▸ WHAT THE EXERCISE ASKS: In the rows below, turn everything from the line containing "of the blonde" through the final row, both included, into a numbered list and omit any blank lines.

▸ SOURCE DATA:
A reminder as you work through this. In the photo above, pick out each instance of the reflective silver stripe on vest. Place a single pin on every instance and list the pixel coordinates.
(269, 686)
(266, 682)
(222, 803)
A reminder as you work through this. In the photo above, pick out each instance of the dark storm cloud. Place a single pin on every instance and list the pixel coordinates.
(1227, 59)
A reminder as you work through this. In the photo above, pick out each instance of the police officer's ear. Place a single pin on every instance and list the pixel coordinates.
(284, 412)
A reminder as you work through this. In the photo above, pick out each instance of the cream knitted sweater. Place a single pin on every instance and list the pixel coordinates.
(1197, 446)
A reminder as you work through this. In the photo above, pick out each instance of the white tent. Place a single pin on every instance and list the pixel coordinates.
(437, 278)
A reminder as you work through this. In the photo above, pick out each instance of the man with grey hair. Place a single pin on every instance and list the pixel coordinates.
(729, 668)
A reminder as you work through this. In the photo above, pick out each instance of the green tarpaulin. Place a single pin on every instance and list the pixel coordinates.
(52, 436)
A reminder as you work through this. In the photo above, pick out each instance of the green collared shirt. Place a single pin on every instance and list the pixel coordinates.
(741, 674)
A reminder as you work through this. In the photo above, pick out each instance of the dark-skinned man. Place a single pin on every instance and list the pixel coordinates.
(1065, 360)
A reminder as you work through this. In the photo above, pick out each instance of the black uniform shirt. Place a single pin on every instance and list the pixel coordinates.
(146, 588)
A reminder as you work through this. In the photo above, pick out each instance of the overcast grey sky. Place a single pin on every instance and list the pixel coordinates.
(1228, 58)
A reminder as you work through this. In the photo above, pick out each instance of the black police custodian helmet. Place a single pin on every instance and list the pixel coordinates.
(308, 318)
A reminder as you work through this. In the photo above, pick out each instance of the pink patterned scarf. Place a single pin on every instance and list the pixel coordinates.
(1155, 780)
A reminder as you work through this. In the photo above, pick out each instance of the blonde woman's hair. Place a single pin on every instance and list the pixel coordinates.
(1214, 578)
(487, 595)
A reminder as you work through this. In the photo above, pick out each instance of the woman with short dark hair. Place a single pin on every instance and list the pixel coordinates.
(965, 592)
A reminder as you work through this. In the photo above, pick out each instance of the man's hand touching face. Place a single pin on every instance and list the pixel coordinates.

▸ SOLUTION FOR THIS TASK:
1. A reminder as you work through this. In the photo above, pick out each instance of the blonde woman's hair. Place a single pin on every instance and list the pixel coordinates.
2. (1214, 578)
3. (487, 595)
4. A reminder as you work through this. In the photo above, pick out each instance of the woman with short dark hair. Place a single pin on every instance and list the pixel coordinates.
5. (965, 592)
6. A reminder as you work through this. In the photo above, pick out each instance of the man's hand touching face. Place a single pin on every instance and list the pixel coordinates.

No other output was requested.